* **Your task**
From the entries that follow, copy each line in which "pixel" appears.

* **Exercise input**
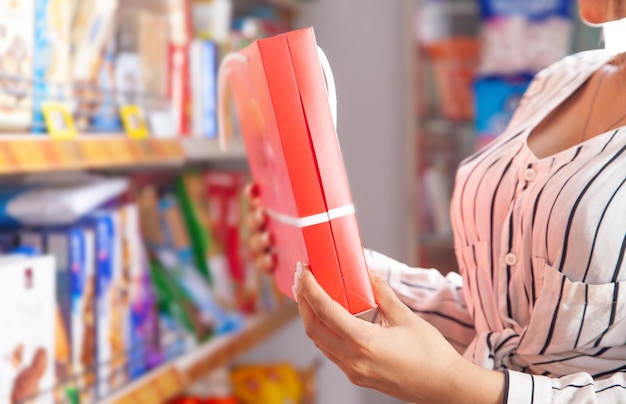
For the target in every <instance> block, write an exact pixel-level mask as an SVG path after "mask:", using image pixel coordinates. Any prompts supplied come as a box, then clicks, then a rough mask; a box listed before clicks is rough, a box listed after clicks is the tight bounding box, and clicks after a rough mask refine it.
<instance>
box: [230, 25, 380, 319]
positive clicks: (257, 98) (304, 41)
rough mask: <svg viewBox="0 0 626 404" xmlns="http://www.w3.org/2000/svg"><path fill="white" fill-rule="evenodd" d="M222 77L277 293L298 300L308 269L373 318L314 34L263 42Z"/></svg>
mask: <svg viewBox="0 0 626 404" xmlns="http://www.w3.org/2000/svg"><path fill="white" fill-rule="evenodd" d="M221 74H222V75H224V76H227V77H228V78H229V82H230V84H231V88H232V92H233V95H234V100H235V105H236V109H237V112H238V116H239V120H240V123H241V130H242V132H243V138H244V142H245V146H246V151H247V155H248V162H249V164H250V169H251V172H252V176H253V180H254V182H255V183H256V184H257V185H258V186H259V190H260V198H261V203H262V205H263V206H264V207H265V208H266V209H267V211H268V214H269V223H268V226H269V231H270V232H271V234H272V235H273V237H274V246H275V251H276V255H277V258H278V262H277V269H276V280H277V283H278V287H279V289H280V290H281V291H282V292H283V293H285V294H286V295H288V296H290V297H291V298H293V296H292V292H291V287H292V284H293V274H294V270H295V266H296V262H297V261H302V262H304V263H305V264H308V265H309V266H310V268H311V271H312V273H313V274H314V275H315V277H316V279H317V280H318V282H319V283H320V284H321V285H322V287H323V288H324V289H325V290H326V291H327V292H328V294H329V295H330V296H331V297H332V298H333V299H334V300H336V301H337V302H339V303H340V304H341V305H343V306H344V307H345V308H346V309H347V310H348V311H350V313H352V314H355V315H361V314H362V315H365V316H366V317H369V314H373V310H372V309H374V308H375V307H376V304H375V301H374V297H373V293H372V289H371V284H370V281H369V276H368V274H367V267H366V264H365V258H364V256H363V248H362V244H361V238H360V235H359V231H358V226H357V220H356V215H355V213H354V206H353V205H352V197H351V195H350V188H349V185H348V180H347V176H346V172H345V168H344V164H343V158H342V156H341V151H340V148H339V142H338V139H337V133H336V130H335V127H334V123H333V118H332V114H331V110H330V106H329V102H328V95H327V89H326V84H325V83H326V82H325V78H324V75H323V73H322V68H321V67H320V60H319V58H318V53H317V45H316V42H315V37H314V34H313V29H312V28H306V29H302V30H297V31H292V32H288V33H286V34H281V35H277V36H274V37H270V38H266V39H261V40H258V41H256V42H254V43H252V44H251V45H249V46H248V47H246V48H245V49H243V50H241V51H240V52H239V56H237V57H234V58H233V57H230V58H227V59H226V60H225V62H224V63H223V65H222V71H221ZM366 313H368V314H366Z"/></svg>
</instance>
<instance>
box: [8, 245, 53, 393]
mask: <svg viewBox="0 0 626 404" xmlns="http://www.w3.org/2000/svg"><path fill="white" fill-rule="evenodd" d="M55 300H56V298H55V263H54V258H53V257H51V256H39V257H25V256H17V255H12V256H4V257H2V259H0V321H1V322H2V324H6V325H7V327H5V328H4V329H3V332H1V333H0V401H1V402H3V403H4V402H11V403H17V402H24V401H26V400H31V399H32V401H29V402H34V403H38V404H39V403H53V402H54V397H53V394H52V388H53V386H54V378H55V376H54V356H55V347H54V343H55Z"/></svg>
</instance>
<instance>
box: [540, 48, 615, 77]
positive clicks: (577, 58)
mask: <svg viewBox="0 0 626 404" xmlns="http://www.w3.org/2000/svg"><path fill="white" fill-rule="evenodd" d="M612 57H613V53H611V52H609V51H607V50H606V49H593V50H587V51H582V52H578V53H574V54H571V55H568V56H565V57H564V58H562V59H560V60H558V61H556V62H554V63H552V64H551V65H549V66H547V67H546V68H544V69H542V70H540V71H539V72H538V73H537V74H536V75H535V77H534V80H533V81H537V80H539V79H544V78H547V77H554V76H561V75H566V76H571V75H572V74H590V73H593V72H594V71H595V70H596V69H598V68H599V66H601V65H602V64H604V63H606V62H607V61H609V60H610V59H611V58H612Z"/></svg>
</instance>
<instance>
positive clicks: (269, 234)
mask: <svg viewBox="0 0 626 404" xmlns="http://www.w3.org/2000/svg"><path fill="white" fill-rule="evenodd" d="M272 245H273V243H272V236H271V234H270V233H269V232H267V231H264V232H260V233H253V234H252V235H251V236H250V243H249V246H250V252H251V253H252V256H253V257H256V256H258V255H261V254H267V253H269V252H270V250H271V248H272Z"/></svg>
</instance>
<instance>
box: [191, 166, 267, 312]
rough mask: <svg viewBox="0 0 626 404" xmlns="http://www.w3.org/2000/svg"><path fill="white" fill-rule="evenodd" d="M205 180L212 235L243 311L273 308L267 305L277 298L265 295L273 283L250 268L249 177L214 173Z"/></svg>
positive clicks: (241, 307)
mask: <svg viewBox="0 0 626 404" xmlns="http://www.w3.org/2000/svg"><path fill="white" fill-rule="evenodd" d="M203 179H204V188H205V193H206V199H207V200H208V201H207V202H208V211H209V216H210V222H211V228H212V234H213V237H214V239H215V240H216V241H217V242H218V243H219V244H220V245H222V246H223V248H224V252H225V255H226V258H227V260H228V266H229V268H230V273H231V278H232V281H233V283H234V290H235V294H236V298H237V302H238V306H239V308H240V310H242V311H244V312H253V311H255V310H257V309H260V308H269V307H273V306H274V305H270V306H267V305H266V304H265V303H268V302H269V300H272V299H273V298H274V297H275V296H271V295H263V293H262V291H263V290H265V288H263V286H264V285H271V283H272V282H269V284H268V283H267V282H261V280H265V279H264V278H265V277H264V276H263V275H262V274H260V273H259V272H258V271H257V270H256V268H254V266H253V264H251V262H250V260H249V259H248V251H247V250H246V246H247V242H246V241H245V240H246V239H247V234H246V231H247V229H246V224H245V220H244V217H245V213H244V212H247V207H246V206H243V203H244V202H245V201H246V198H244V197H243V195H242V192H241V190H242V188H243V186H244V185H245V184H246V183H247V182H249V180H248V178H247V176H245V175H244V174H242V173H238V172H226V171H222V172H219V171H214V170H211V171H207V172H204V173H203ZM261 278H263V279H261ZM265 298H270V299H269V300H266V299H265ZM259 299H260V300H259ZM258 303H263V304H261V305H259V304H258Z"/></svg>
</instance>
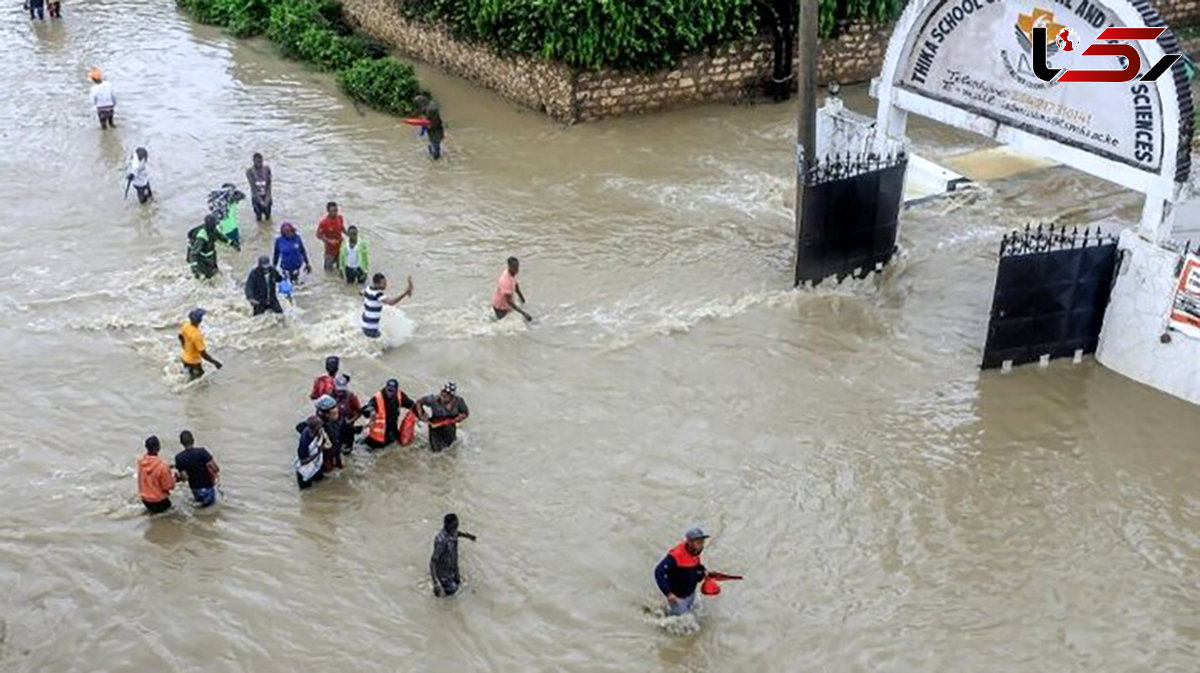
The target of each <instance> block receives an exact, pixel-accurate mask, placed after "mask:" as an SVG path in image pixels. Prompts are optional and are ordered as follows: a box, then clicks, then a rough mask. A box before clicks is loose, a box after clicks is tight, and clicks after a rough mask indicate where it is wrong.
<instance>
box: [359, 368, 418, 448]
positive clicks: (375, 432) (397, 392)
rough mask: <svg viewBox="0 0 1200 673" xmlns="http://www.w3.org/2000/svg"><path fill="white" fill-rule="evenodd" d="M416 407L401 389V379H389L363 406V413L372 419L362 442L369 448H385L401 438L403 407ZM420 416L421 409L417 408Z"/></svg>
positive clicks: (416, 410) (406, 407)
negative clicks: (366, 432)
mask: <svg viewBox="0 0 1200 673" xmlns="http://www.w3.org/2000/svg"><path fill="white" fill-rule="evenodd" d="M414 407H416V403H415V402H413V401H412V399H410V398H409V397H408V396H407V395H404V391H403V390H400V381H397V380H396V379H389V380H388V384H386V385H384V387H383V390H380V391H379V392H377V393H374V397H372V398H371V401H370V402H367V403H366V405H365V407H362V415H364V416H366V417H368V419H370V422H368V423H367V435H366V438H365V439H364V440H362V443H364V444H365V445H366V446H367V449H383V447H384V446H388V445H389V444H391V443H392V441H397V440H398V439H400V420H401V409H412V408H414ZM416 414H418V417H424V416H422V415H421V409H420V408H419V407H418V408H416Z"/></svg>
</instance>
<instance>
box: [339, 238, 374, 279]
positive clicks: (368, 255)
mask: <svg viewBox="0 0 1200 673" xmlns="http://www.w3.org/2000/svg"><path fill="white" fill-rule="evenodd" d="M337 268H338V269H340V270H341V271H342V277H343V278H346V282H347V283H348V284H352V286H361V284H364V283H366V282H367V272H368V271H370V270H371V254H370V251H368V250H367V241H366V239H364V238H360V236H359V228H358V227H354V226H350V227H347V228H346V242H344V244H342V250H341V252H338V253H337Z"/></svg>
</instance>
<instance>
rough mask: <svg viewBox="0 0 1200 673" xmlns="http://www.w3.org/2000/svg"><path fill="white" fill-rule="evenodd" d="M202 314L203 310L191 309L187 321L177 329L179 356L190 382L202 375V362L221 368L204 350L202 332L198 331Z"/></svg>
mask: <svg viewBox="0 0 1200 673" xmlns="http://www.w3.org/2000/svg"><path fill="white" fill-rule="evenodd" d="M204 313H205V311H204V310H203V308H193V310H192V311H191V312H190V313H188V314H187V320H185V322H184V325H182V326H181V328H179V347H180V354H179V356H180V359H181V360H182V361H184V369H185V371H187V375H188V378H190V379H191V380H196V379H198V378H200V377H203V375H204V365H203V362H204V360H208V361H209V362H212V366H214V367H216V368H218V369H220V368H221V367H222V365H221V362H217V360H216V357H212V356H211V355H209V351H208V350H206V345H205V343H204V332H202V331H200V322H202V320H204Z"/></svg>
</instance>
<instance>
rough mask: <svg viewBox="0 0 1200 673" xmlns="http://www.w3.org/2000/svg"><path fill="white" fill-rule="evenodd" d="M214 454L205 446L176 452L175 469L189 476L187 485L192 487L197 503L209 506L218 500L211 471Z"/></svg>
mask: <svg viewBox="0 0 1200 673" xmlns="http://www.w3.org/2000/svg"><path fill="white" fill-rule="evenodd" d="M211 462H212V455H211V453H209V450H208V449H204V447H203V446H193V447H191V449H184V450H182V451H180V452H179V453H175V469H176V470H179V471H180V473H182V474H184V475H186V476H187V486H188V487H190V488H191V489H192V497H193V498H196V504H197V505H199V506H202V507H208V506H211V505H214V504H216V501H217V497H216V483H214V481H212V473H210V471H209V463H211Z"/></svg>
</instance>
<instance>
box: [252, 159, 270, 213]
mask: <svg viewBox="0 0 1200 673" xmlns="http://www.w3.org/2000/svg"><path fill="white" fill-rule="evenodd" d="M246 181H247V182H250V204H251V205H252V206H254V220H256V221H259V222H260V221H263V220H270V218H271V200H272V199H271V167H270V166H266V164H265V163H264V164H263V168H260V169H259V168H254V167H253V166H251V167H250V168H247V169H246Z"/></svg>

* **Task result**
For the target in every <instance> block, write an exact pixel-level mask as an SVG path after "mask:", using image pixel coordinates. Any prompts supplied come as a box, then clicks, then a rough mask; a box listed before clicks is rough, a box listed after clicks is the tight bounding box, and clicks after a rough mask refine it.
The target of each <instance> block receives an exact, pixel-accurate mask, placed after "mask:" as an SVG path in image pixels. Prompts are optional and are ordered as follows: a box, then clicks, then a rough mask. A box before clicks is loose, a box after clicks is tight, and clicks after a rough mask indicate where it is wrong.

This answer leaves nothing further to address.